* DATA PROVIDED:
--
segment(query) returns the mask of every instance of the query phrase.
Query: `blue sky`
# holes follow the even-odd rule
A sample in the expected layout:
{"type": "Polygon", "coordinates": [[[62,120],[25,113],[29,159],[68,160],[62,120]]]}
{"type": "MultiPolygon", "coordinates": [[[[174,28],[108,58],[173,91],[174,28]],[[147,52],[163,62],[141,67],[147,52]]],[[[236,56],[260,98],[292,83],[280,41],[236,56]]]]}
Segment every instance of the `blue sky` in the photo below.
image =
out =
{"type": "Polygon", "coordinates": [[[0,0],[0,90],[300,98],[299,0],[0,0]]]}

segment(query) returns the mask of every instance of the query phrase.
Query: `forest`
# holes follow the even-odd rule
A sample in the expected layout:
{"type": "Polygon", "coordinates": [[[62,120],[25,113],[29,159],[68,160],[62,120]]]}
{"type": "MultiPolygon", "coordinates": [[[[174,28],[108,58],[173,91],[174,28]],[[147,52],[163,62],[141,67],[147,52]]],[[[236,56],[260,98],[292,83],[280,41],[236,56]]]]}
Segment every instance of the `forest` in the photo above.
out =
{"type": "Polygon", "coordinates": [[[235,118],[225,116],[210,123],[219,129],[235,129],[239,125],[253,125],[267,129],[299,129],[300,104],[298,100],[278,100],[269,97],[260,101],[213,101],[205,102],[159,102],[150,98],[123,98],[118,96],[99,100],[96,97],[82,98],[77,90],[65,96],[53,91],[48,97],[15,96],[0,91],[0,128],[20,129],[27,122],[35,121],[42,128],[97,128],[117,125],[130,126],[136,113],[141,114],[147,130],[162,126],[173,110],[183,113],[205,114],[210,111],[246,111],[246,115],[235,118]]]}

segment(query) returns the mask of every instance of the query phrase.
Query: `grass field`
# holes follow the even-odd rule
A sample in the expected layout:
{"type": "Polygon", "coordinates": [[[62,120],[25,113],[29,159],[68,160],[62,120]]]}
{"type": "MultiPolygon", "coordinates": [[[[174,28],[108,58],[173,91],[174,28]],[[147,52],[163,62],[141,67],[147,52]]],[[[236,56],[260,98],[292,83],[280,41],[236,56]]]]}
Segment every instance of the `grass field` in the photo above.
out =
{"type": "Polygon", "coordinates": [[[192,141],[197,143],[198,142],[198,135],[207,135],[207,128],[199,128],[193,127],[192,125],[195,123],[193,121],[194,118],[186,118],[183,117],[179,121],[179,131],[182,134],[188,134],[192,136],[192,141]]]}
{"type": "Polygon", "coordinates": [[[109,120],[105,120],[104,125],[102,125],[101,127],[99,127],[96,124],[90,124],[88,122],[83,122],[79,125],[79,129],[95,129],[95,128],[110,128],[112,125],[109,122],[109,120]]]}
--
* YOUR TASK: Retype the records in full, keeping every word as it is.

* EXERCISE RESPONSE:
segment(query) returns the mask of every instance of the query phrase.
Query: `blue sky`
# holes follow the even-odd rule
A sample in the expected layout:
{"type": "Polygon", "coordinates": [[[62,120],[25,113],[29,159],[68,160],[62,120]]]}
{"type": "MultiPolygon", "coordinates": [[[[174,28],[108,58],[173,91],[174,28]],[[147,52],[163,62],[141,67],[147,52]]],[[[236,56],[260,98],[292,83],[280,41],[236,56]]]]}
Segment every instance of the `blue sky` in the photo below.
image =
out =
{"type": "Polygon", "coordinates": [[[0,0],[0,90],[300,98],[299,0],[0,0]]]}

segment(query) returns the mask of every instance of the query phrase.
Query: `forest`
# holes follow the even-odd rule
A sample in the expected layout:
{"type": "Polygon", "coordinates": [[[62,120],[25,113],[29,159],[68,160],[62,120]]]}
{"type": "MultiPolygon", "coordinates": [[[[174,28],[108,58],[173,91],[174,28]],[[147,52],[163,62],[141,67],[147,52]]],[[[236,56],[260,98],[292,83],[280,41],[236,56]]]]}
Segment every instance of the `forest` in the photo above.
out =
{"type": "Polygon", "coordinates": [[[235,118],[225,116],[210,123],[219,129],[235,129],[239,125],[253,125],[267,129],[299,129],[300,104],[298,100],[278,100],[269,97],[260,101],[213,101],[205,102],[159,102],[150,98],[123,98],[118,96],[99,100],[96,97],[82,98],[77,90],[65,96],[53,91],[48,97],[15,96],[0,91],[0,128],[20,129],[27,122],[35,121],[42,128],[97,128],[117,125],[130,126],[136,113],[141,114],[147,130],[162,126],[173,110],[183,113],[205,114],[210,111],[246,111],[246,115],[235,118]]]}

segment(query) returns the mask of every instance of the query phrase.
Query: `grass field`
# holes follow the even-odd rule
A sample in the expected layout:
{"type": "Polygon", "coordinates": [[[62,120],[25,113],[29,159],[68,160],[62,120]]]}
{"type": "MultiPolygon", "coordinates": [[[[174,28],[108,58],[173,91],[174,28]],[[147,52],[163,62],[141,67],[147,52]]],[[[236,56],[260,98],[292,83],[280,41],[236,56]]]]}
Segment every instance of the `grass field` in the photo above.
out =
{"type": "Polygon", "coordinates": [[[192,141],[197,143],[198,142],[198,135],[207,135],[207,128],[199,128],[193,127],[192,125],[195,123],[193,121],[194,118],[186,118],[183,117],[179,121],[179,131],[182,134],[188,134],[192,136],[192,141]]]}
{"type": "Polygon", "coordinates": [[[109,120],[105,120],[104,125],[102,125],[101,127],[99,127],[96,124],[90,124],[88,122],[83,122],[79,125],[79,129],[95,129],[95,128],[110,128],[112,125],[109,122],[109,120]]]}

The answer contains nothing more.